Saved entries
★ ★ ★

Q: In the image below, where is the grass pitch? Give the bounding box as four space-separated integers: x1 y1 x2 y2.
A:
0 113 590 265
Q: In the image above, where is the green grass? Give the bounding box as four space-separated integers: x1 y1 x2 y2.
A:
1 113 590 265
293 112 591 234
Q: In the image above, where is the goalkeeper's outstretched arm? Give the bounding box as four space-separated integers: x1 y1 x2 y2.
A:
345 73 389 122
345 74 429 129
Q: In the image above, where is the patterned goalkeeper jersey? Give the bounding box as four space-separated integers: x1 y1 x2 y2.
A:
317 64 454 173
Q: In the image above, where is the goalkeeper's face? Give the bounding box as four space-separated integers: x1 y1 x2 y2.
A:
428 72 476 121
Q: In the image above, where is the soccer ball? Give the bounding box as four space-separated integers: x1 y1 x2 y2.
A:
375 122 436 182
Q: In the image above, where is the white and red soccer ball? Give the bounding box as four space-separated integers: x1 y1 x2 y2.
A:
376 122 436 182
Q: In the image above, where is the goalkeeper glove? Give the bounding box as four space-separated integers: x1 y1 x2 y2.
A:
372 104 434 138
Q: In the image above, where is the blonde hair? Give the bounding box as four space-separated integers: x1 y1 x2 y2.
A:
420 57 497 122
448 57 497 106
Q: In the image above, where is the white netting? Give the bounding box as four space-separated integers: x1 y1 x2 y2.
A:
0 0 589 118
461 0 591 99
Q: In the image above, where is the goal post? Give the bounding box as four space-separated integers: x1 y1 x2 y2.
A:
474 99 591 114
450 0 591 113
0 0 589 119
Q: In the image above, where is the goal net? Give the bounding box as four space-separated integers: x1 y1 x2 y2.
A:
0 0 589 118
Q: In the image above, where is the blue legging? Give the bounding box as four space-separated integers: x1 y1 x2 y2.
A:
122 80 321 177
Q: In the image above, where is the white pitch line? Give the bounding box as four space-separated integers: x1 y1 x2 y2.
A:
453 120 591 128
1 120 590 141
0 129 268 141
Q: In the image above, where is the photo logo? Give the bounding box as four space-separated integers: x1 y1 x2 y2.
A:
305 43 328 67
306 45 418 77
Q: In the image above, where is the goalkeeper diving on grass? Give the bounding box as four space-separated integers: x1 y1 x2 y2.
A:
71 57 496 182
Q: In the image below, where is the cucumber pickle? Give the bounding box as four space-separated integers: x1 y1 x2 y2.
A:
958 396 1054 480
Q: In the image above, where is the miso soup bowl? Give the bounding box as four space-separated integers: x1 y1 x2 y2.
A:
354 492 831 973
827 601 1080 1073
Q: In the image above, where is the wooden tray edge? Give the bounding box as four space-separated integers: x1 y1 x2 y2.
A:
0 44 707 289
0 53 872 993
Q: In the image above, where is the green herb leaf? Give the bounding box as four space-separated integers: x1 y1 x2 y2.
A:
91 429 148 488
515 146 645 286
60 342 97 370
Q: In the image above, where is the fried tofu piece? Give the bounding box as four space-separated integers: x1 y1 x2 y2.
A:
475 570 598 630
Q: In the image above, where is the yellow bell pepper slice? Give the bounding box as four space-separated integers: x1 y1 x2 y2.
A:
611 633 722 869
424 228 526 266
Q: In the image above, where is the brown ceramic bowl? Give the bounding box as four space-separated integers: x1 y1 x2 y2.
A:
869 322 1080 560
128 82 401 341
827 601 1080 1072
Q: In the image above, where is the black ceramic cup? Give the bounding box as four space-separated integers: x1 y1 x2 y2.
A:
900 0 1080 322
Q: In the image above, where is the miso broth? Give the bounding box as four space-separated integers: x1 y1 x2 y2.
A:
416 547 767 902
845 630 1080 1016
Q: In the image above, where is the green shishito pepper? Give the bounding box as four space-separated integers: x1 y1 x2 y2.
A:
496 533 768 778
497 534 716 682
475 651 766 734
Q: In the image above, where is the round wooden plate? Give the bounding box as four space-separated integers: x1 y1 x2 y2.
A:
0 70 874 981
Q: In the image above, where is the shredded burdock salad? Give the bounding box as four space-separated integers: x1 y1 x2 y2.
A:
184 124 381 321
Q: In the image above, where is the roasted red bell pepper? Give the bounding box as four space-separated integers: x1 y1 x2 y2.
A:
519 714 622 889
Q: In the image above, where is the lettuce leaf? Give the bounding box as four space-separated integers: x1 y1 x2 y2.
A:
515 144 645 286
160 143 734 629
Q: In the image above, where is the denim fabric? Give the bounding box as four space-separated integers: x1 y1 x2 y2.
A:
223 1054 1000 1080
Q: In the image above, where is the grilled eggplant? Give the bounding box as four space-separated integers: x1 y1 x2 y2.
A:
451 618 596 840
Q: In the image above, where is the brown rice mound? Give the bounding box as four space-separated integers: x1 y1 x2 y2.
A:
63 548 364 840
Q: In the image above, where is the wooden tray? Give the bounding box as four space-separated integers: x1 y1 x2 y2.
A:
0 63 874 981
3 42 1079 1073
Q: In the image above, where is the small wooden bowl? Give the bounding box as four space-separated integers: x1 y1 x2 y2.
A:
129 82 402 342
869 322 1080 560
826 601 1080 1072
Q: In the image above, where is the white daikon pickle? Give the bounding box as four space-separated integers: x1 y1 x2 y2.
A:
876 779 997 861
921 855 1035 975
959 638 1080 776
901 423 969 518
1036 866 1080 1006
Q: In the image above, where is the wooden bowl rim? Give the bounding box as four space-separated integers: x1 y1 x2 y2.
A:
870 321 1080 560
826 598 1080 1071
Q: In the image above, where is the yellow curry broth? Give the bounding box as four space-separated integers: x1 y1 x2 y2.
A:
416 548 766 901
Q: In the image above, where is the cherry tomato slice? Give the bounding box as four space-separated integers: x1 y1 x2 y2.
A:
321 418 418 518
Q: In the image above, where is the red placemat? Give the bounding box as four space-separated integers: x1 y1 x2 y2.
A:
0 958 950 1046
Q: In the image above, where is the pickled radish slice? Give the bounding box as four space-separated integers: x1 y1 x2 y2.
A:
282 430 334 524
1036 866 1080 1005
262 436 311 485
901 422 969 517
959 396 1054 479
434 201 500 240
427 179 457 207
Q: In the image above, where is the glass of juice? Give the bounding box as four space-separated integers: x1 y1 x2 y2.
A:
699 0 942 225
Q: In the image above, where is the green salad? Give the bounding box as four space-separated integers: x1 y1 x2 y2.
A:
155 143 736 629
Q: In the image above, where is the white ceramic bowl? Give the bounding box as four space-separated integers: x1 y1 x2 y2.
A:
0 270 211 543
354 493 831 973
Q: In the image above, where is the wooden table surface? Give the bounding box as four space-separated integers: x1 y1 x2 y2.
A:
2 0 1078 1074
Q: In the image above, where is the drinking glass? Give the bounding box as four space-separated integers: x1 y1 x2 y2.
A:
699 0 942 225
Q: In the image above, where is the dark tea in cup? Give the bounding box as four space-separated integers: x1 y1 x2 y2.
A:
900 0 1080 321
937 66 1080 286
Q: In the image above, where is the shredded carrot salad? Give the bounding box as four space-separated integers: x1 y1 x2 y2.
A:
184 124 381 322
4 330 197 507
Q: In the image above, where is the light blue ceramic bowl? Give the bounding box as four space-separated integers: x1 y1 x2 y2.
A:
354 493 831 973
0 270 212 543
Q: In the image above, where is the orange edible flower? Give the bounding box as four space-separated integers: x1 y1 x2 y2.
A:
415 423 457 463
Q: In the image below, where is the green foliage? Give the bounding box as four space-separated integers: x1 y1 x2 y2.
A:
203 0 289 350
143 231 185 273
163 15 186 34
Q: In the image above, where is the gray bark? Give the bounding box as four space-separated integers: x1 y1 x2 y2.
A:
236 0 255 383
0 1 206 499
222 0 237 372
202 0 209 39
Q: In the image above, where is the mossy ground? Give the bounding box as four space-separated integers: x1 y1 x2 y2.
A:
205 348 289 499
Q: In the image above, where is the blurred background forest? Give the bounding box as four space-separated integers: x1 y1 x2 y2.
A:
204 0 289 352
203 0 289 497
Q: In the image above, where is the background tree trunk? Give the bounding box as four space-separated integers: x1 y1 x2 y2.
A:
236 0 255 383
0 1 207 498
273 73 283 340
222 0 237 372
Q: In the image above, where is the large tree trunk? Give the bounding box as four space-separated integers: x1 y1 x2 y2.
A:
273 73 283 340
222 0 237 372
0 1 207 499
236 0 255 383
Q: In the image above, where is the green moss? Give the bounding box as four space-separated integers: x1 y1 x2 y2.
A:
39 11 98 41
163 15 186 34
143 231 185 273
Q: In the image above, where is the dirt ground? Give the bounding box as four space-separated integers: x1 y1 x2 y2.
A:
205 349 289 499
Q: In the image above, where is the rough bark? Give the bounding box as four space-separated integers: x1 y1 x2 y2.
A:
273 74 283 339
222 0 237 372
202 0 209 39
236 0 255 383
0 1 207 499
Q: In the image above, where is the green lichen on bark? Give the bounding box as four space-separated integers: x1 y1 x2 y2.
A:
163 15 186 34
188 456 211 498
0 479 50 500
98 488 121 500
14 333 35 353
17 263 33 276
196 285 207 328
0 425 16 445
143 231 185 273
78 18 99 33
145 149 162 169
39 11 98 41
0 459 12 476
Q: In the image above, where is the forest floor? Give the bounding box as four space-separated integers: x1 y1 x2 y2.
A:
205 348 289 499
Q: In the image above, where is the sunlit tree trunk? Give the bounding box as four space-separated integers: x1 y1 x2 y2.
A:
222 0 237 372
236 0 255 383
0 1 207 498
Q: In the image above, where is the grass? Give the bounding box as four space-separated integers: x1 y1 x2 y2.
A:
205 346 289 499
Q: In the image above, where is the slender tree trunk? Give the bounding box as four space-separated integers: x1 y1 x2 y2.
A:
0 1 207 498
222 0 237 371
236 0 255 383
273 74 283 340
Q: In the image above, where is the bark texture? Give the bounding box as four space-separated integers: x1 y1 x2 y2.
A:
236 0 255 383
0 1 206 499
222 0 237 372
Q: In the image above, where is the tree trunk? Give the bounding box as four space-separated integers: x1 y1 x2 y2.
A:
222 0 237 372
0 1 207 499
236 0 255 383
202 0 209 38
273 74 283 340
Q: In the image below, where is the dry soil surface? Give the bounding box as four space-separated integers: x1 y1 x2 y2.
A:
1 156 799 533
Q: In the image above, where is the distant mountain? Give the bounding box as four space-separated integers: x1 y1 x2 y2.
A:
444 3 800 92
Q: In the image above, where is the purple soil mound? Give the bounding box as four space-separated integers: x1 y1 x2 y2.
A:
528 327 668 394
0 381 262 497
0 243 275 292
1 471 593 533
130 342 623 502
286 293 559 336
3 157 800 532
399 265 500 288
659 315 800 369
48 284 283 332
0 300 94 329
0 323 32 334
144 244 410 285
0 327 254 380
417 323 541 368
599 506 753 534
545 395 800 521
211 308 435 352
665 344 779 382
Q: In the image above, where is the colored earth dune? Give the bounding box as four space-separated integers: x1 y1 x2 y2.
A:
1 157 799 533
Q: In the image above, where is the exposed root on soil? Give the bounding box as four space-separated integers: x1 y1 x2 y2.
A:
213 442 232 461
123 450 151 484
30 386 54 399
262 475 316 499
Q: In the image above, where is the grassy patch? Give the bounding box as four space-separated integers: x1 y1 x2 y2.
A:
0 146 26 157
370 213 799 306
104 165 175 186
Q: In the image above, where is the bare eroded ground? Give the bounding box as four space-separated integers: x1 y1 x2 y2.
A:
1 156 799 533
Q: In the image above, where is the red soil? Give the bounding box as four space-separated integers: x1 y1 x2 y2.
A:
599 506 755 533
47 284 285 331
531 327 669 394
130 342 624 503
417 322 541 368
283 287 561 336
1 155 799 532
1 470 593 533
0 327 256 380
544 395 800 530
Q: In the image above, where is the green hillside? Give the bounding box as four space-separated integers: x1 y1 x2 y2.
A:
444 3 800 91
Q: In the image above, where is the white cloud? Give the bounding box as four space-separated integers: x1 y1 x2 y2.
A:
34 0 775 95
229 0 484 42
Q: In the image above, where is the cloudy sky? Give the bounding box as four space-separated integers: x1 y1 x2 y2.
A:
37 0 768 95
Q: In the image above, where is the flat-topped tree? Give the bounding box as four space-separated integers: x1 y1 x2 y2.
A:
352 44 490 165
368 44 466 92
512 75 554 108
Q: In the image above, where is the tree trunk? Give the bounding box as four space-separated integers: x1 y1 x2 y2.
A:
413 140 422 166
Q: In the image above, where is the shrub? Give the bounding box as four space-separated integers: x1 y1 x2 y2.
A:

★ ★ ★

#### What the task asks:
Only the lines above starting at the one containing "Q: In the image above, where is the rough" and ending at the one containing "Q: In the image above, where is the purple", both included, are to be returned, exactly as they read.

#### Task output:
Q: In the image above, where is the rough bark? Give the bounding box as four space-separated integers: x1 y1 x2 y2.
A:
273 74 283 339
222 0 237 372
202 0 209 39
236 0 255 383
0 1 207 499
Q: In the image above, where is the green lichen on bark? Give the bounding box as four space-separated integers: x1 y1 x2 y2.
A:
163 15 186 34
188 456 211 498
0 479 50 500
98 488 121 500
14 333 35 353
17 263 33 276
196 285 207 328
0 425 16 445
143 231 185 273
78 18 99 33
145 149 162 169
39 11 98 41
0 459 12 476
Q: In the image above, where is the forest floor? Give the bounding box as four space-separated integers: x1 y1 x2 y2.
A:
205 348 289 499
Q: In the image above, where is the sunlit tree trunk? Give the bounding box as four space-separated integers: x1 y1 x2 y2.
A:
222 0 237 372
236 0 255 383
0 1 207 498
Q: In the image above, where is the grass? Give the bounding box as four space-separated integers: x1 y1 x2 y2.
A:
205 346 289 499
Q: In the image above, where is the slender tree trunk? Give the bounding box as four space-separated integers: x1 y1 x2 y2.
A:
0 1 207 498
222 0 237 371
236 0 255 383
273 74 283 340
Q: In the image above, where is the bark texture? Give the bounding box as four space-separated integers: x1 y1 x2 y2.
A:
236 0 255 383
0 1 206 499
222 0 237 372
Q: In the image above, where is the tree trunk? Give the bounding box as four space-separated integers: x1 y1 x2 y2.
A:
222 0 237 372
0 1 207 499
236 0 255 383
202 0 209 38
273 74 283 340
Q: In the image below, where is the dry soil surface? Give the bounding box as four space-separated integers: x1 y1 x2 y2.
A:
1 156 799 533
Q: In the image above, where is the distant mountain? Give the bounding box as four space-separated integers: x1 y1 x2 y2.
A:
444 3 800 92
Q: In the image above, where is the purple soil mound? Give the bounding box as four space-separated integers: x1 y1 x2 y2.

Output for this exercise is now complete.